======== Kaynak metin
BIST 10.919
DOLAR 42,53
EURO 49,62
ALTIN 5.779,27

Şiddete Karşı Toplumsal İttifak Yapılmalı!

4 Mayıs 2025 tarihinde, TBMM Başkanvekili ve DEM Parti İstanbul Milletvekili Sırrı Süreyya Önder için İstanbul Atatürk Kültür Merkezi'nde (AKM) düzenlenen anma töreninin çıkışında, CHP Genel Başkanı Özgür Özel'e fiziksel saldırı gerçekleştirildi.

Saldırgan, 66 yaşındaki Selçuk Tengioğlu, Özel'e tokat attıktan sonra güvenlik güçleri tarafından gözaltına alındı. Tengioğlu'nun 2004 yılında iki çocuğunu öldürmekten müebbet hapis cezası aldığı ve 2020 yılında şartlı tahliye ile serbest bırakıldığı bildirildi.
================
* Alıştırma görevleri:
• A. Lütfen kaynak metindeki "Saldırgan, 66 yaşındaki" diye başlayan paragrafı ana bilgileri koruyarak madde madde yazın.
• B. Kaynak metinde "Saldırgan, 66 yaşındaki" ile "serbest bırakıldığı bildirildi." arasındaki kısmı, ikisi de dahil olmak üzere, "güvenlik güçleri" ifadesini "polis ekipleri" olarak yeniden adlandırarak tekrar yazın.
Kayıtların bu alıştırmayla hiçbir ilgisi yoktur.
======== Çıkarılan veriler
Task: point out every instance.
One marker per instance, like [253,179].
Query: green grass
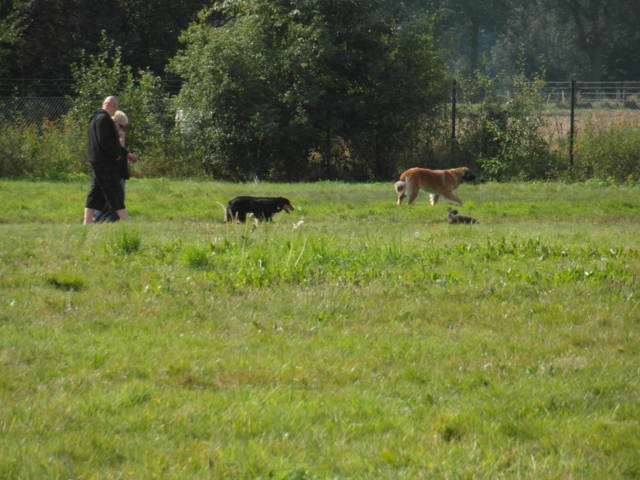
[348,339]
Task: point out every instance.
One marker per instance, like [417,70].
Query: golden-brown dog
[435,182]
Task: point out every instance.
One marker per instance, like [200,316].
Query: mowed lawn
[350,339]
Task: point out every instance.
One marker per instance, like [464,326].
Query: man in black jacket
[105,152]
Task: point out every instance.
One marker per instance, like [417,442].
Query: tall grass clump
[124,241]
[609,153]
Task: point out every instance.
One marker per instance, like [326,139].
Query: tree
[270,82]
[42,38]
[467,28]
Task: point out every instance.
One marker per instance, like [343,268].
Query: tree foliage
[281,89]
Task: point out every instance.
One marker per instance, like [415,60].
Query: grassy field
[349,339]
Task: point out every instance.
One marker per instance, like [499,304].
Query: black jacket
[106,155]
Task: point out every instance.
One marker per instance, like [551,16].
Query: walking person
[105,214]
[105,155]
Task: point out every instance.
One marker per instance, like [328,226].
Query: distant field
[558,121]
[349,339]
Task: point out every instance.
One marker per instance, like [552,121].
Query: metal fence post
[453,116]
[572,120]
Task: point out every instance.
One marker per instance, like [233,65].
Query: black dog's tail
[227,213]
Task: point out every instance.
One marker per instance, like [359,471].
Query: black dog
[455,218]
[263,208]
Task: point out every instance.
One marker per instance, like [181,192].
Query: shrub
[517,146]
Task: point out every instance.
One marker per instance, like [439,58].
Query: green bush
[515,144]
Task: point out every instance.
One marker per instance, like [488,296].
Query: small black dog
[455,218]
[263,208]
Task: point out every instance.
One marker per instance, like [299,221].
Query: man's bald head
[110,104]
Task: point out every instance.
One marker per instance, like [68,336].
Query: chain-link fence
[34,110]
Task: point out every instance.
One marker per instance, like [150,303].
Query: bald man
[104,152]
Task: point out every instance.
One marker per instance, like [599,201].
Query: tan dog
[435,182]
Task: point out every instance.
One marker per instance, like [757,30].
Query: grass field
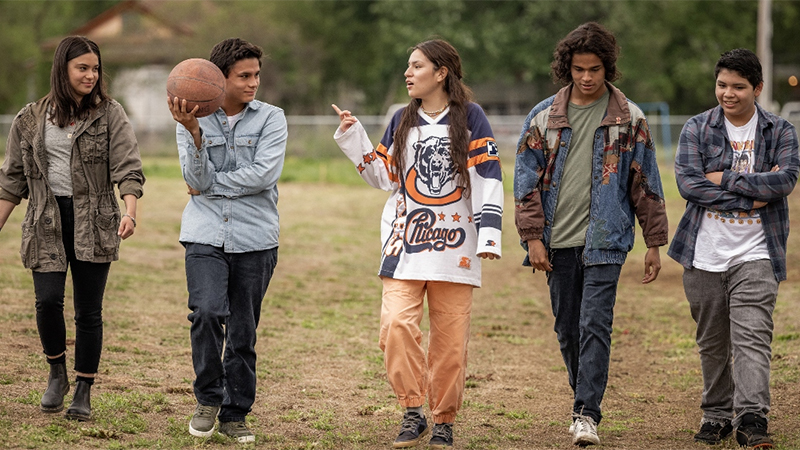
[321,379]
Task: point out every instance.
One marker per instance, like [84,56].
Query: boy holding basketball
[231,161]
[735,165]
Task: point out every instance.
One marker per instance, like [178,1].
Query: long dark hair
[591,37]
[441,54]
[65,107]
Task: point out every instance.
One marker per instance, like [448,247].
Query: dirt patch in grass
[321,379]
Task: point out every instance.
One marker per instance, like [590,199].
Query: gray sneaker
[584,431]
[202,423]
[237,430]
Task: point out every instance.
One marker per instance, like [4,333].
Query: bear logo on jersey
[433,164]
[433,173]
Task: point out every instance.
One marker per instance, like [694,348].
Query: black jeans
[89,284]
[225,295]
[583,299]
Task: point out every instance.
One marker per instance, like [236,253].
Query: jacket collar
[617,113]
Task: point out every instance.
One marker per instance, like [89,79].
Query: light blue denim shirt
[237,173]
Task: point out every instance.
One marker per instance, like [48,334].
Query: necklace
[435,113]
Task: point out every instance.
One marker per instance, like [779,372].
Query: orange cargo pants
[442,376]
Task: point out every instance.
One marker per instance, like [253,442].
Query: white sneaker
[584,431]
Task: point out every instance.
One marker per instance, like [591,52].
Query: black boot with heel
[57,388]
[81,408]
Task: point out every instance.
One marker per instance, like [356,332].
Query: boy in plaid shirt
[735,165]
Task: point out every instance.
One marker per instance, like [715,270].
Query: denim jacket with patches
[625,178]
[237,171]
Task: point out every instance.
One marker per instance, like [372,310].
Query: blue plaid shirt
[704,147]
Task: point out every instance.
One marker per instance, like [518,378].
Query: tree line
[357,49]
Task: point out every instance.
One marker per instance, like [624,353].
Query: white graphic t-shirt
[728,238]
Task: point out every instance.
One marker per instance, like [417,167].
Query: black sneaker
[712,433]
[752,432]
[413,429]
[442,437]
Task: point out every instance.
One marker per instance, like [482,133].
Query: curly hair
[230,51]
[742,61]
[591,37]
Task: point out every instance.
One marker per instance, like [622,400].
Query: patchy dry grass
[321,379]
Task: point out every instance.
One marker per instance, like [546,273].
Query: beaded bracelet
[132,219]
================
* Görevlerin cevapları:
• A.
- Saldırgan 66 yaşındaki Selçuk Tengioğlu'dur.
- Tengioğlu, Özel'e tokat attıktan sonra güvenlik güçlerince gözaltına alındı.
- 2004'te iki çocuğunu öldürmekten müebbet hapis cezası aldığı bildirildi.
- 2020'de şartlı tahliyeyle serbest bırakıldığı bildirildi.

• B.
Saldırgan, 66 yaşındaki Selçuk Tengioğlu, Özel'e tokat attıktan sonra polis ekipleri tarafından gözaltına alındı. Tengioğlu'nun 2004 yılında iki çocuğunu öldürmekten müebbet hapis cezası aldığı ve 2020 yılında şartlı tahliye ile serbest bırakıldığı bildirildi.